*** Material supplied ***

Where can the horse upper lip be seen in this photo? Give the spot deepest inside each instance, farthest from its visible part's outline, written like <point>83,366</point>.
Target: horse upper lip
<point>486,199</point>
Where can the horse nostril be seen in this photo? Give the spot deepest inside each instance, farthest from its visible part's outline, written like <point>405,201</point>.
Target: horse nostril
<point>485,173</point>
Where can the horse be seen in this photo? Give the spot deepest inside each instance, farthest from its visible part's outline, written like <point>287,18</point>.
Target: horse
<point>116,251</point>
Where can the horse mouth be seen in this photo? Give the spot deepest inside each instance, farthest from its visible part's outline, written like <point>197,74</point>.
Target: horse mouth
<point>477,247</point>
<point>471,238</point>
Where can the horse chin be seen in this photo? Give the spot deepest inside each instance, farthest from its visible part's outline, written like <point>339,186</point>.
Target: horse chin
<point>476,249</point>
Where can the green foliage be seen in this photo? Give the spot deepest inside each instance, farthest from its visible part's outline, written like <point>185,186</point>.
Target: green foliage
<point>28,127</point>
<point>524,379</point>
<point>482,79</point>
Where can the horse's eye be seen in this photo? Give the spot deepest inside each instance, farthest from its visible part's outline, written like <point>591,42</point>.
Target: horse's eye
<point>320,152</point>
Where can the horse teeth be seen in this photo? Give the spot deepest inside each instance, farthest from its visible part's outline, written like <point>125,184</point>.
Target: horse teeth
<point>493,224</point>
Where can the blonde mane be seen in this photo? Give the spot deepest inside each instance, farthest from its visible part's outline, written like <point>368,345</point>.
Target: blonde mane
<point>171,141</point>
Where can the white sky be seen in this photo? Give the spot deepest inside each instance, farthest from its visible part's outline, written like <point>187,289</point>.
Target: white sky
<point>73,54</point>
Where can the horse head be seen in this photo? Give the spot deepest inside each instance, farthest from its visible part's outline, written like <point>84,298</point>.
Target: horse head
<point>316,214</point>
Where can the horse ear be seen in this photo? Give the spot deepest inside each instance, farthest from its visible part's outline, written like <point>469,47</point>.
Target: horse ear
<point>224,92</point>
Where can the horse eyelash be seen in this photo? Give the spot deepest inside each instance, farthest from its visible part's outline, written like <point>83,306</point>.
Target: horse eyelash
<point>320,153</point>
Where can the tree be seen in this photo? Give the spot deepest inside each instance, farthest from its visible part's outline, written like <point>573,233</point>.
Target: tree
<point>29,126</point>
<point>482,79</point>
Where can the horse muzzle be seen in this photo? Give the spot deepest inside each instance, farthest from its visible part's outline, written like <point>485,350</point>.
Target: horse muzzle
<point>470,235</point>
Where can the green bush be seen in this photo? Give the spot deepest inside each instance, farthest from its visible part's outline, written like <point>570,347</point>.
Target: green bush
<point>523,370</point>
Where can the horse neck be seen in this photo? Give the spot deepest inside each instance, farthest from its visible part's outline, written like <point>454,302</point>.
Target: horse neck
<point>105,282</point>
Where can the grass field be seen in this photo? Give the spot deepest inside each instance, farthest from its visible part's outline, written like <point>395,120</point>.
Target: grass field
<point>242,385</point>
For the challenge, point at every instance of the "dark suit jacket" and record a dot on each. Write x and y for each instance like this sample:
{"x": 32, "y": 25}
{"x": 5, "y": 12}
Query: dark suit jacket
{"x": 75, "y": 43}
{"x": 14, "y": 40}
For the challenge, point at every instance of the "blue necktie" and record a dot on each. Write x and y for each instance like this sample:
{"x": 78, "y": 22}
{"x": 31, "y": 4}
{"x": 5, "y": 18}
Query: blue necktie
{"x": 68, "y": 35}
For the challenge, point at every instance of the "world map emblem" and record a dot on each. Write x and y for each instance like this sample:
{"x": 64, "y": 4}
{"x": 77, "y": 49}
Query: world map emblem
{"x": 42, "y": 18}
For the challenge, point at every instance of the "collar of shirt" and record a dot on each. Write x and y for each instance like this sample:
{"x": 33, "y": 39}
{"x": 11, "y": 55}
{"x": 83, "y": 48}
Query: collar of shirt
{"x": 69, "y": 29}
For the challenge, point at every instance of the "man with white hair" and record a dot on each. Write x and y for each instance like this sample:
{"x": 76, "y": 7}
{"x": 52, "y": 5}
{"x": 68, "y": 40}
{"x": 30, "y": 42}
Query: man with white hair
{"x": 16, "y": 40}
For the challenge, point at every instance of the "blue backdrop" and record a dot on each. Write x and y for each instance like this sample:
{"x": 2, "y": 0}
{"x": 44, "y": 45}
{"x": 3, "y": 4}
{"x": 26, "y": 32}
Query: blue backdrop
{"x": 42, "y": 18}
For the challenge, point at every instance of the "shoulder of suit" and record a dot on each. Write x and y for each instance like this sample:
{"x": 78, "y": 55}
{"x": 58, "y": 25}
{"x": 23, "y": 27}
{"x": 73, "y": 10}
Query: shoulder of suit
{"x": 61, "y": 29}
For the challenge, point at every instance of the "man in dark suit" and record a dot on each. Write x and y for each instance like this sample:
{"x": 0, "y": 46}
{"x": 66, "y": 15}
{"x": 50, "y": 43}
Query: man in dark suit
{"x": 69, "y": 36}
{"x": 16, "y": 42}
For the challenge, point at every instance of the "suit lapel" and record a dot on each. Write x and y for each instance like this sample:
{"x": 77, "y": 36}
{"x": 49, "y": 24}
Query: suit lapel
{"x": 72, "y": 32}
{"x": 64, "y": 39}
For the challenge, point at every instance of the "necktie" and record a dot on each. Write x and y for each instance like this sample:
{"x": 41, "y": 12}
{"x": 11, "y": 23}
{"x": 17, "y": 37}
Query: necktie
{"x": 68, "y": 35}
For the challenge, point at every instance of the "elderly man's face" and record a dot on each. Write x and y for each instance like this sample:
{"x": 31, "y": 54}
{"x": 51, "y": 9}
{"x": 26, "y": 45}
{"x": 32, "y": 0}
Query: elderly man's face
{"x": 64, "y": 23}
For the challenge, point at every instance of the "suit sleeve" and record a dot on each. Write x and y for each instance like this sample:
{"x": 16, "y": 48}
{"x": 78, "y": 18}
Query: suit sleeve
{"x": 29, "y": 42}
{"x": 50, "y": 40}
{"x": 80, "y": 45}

*** End of Material supplied ***

Problem statement >>
Output each line of the material exactly, keeping every word as it appears.

Response >>
Where can the horse upper lip be seen in this photo? Give the spot deepest inside each instance, farthest from its visible part's outline, written like <point>83,366</point>.
Target: horse upper lip
<point>486,199</point>
Where can the horse nostril be seen in this photo? Give the spot deepest inside each instance, farthest from its visible part's outline, written like <point>405,201</point>.
Target: horse nostril
<point>485,173</point>
Where can the horse be seen in this photo? Give the spot deepest inside each instance, farthest from its visible part's outline, written like <point>287,18</point>.
Target: horse
<point>116,251</point>
Where can the horse mouth be seen in this photo? Give the spot deepest inside each instance, farthest from its visible part's outline, written like <point>197,74</point>.
Target: horse mouth
<point>477,247</point>
<point>471,238</point>
Where can the horse chin be seen in this photo? Give the spot deepest inside each instance, farthest from its visible part's outline, written like <point>339,186</point>.
Target: horse chin
<point>476,249</point>
Where can the green foliage be seen in this photo? Give the spot deepest inside each instance, farthest from its visible part's outline, written like <point>185,186</point>.
Target: green foliage
<point>28,127</point>
<point>524,379</point>
<point>482,79</point>
Where can the horse's eye be seen in this photo? Give the spot deepest inside each instance, farthest from its visible part's outline, written like <point>591,42</point>.
Target: horse's eye
<point>320,152</point>
Where can the horse teeth be seen in this photo? Give the spot deepest inside each instance, farthest from its visible part's outline, written like <point>125,184</point>.
Target: horse teeth
<point>493,224</point>
Where can the blonde mane be seen in this photo? Give the spot deepest inside each instance, farthest from its visible part's outline, written like <point>368,345</point>.
Target: blonde mane
<point>171,141</point>
Where can the white sky be seen in this photo? Give the spot deepest inside each instance, farthest from its visible part's outline, written like <point>187,289</point>.
Target: white sky
<point>73,54</point>
Where can the horse head be seen in this photo? Give the spot deepest inside each instance, farthest from its visible part's outline, written like <point>84,298</point>.
Target: horse head
<point>316,214</point>
Where can the horse ear be seen in this photo? Give the spot deepest inside each instance, farthest from its visible part's outline, written like <point>469,47</point>.
Target: horse ear
<point>224,92</point>
Where can the horse eyelash be seen in this photo? Give the spot deepest inside each instance, farthest from its visible part's outline, written like <point>83,306</point>.
Target: horse eyelash
<point>320,153</point>
Where can the tree be seen in this photo? Give the spot deepest inside each instance, farthest from its visible part's outline, written like <point>573,233</point>.
Target: tree
<point>29,126</point>
<point>482,79</point>
Where can the horse muzzle be seen in this photo? Give the spot deepest inside each instance, farthest from its visible part's outline, written like <point>485,350</point>.
Target: horse muzzle
<point>470,235</point>
Where can the green bush be seen in this photo? Give the spot deepest inside each instance, farthest from its visible part's outline, written like <point>570,347</point>.
Target: green bush
<point>523,370</point>
Where can the horse neck be seen in this photo? Give the spot deepest inside each instance, farthest from its visible part's outline, written like <point>454,302</point>.
Target: horse neck
<point>105,282</point>
Where can the grass field be seen in this photo? Give the spot deepest inside each instance, farthest from its visible part's outline, written like <point>395,120</point>.
Target: grass field
<point>242,385</point>
For the challenge, point at every instance of the "dark suit jacket" and record a dot on each. Write x and y for each instance like this sample:
{"x": 32, "y": 25}
{"x": 5, "y": 12}
Query: dark suit jacket
{"x": 75, "y": 43}
{"x": 14, "y": 40}
For the challenge, point at every instance of the "blue necktie" and record a dot on each. Write x and y for each instance like this sample:
{"x": 78, "y": 22}
{"x": 31, "y": 4}
{"x": 5, "y": 18}
Query: blue necktie
{"x": 68, "y": 35}
For the challenge, point at every instance of the "world map emblem" and record a dot on each. Write x and y for each instance like this sample:
{"x": 64, "y": 4}
{"x": 77, "y": 49}
Query: world map emblem
{"x": 42, "y": 18}
For the challenge, point at every instance of the "collar of shirt" and record a dot on each. Write x and y for each instance like this sample:
{"x": 33, "y": 39}
{"x": 11, "y": 55}
{"x": 83, "y": 48}
Query: collar of shirt
{"x": 69, "y": 29}
For the challenge, point at every instance of the "man with white hair" and record a dot on each. Write x and y for each instance like this sample:
{"x": 76, "y": 7}
{"x": 52, "y": 5}
{"x": 68, "y": 40}
{"x": 30, "y": 42}
Query: man with white hair
{"x": 16, "y": 40}
For the challenge, point at every instance of the "blue backdrop" and record a dot on each. Write x and y for each instance like this sample:
{"x": 2, "y": 0}
{"x": 44, "y": 45}
{"x": 3, "y": 4}
{"x": 26, "y": 32}
Query: blue backdrop
{"x": 42, "y": 18}
For the challenge, point at every instance of the "shoulder of suit" and record a dot on each. Write x and y for each instance like this sample:
{"x": 78, "y": 55}
{"x": 58, "y": 25}
{"x": 23, "y": 27}
{"x": 73, "y": 10}
Query: shoulder of suit
{"x": 61, "y": 29}
For the challenge, point at every instance of the "man in dark suit" and record a dot on each. Write x and y for each instance like this sample:
{"x": 0, "y": 46}
{"x": 66, "y": 15}
{"x": 50, "y": 43}
Query: man in dark suit
{"x": 69, "y": 36}
{"x": 16, "y": 42}
For the challenge, point at every instance of the "suit lapel" and record a dot on each. Write x and y for each instance like this sample:
{"x": 77, "y": 36}
{"x": 49, "y": 24}
Query: suit lapel
{"x": 72, "y": 32}
{"x": 64, "y": 39}
For the challenge, point at every instance of the "necktie" and record a dot on each. Write x and y for each instance like this sample:
{"x": 41, "y": 12}
{"x": 11, "y": 23}
{"x": 17, "y": 37}
Query: necktie
{"x": 68, "y": 35}
For the challenge, point at every instance of the "elderly man's face" and record a dot on each. Write x and y for each instance like this sample:
{"x": 31, "y": 54}
{"x": 51, "y": 9}
{"x": 26, "y": 45}
{"x": 32, "y": 0}
Query: elderly man's face
{"x": 64, "y": 23}
For the challenge, point at every instance of the "suit sleeve" and record a dot on each. Write x and y for each instance like this sample:
{"x": 16, "y": 48}
{"x": 78, "y": 18}
Query: suit sleeve
{"x": 29, "y": 42}
{"x": 50, "y": 40}
{"x": 80, "y": 45}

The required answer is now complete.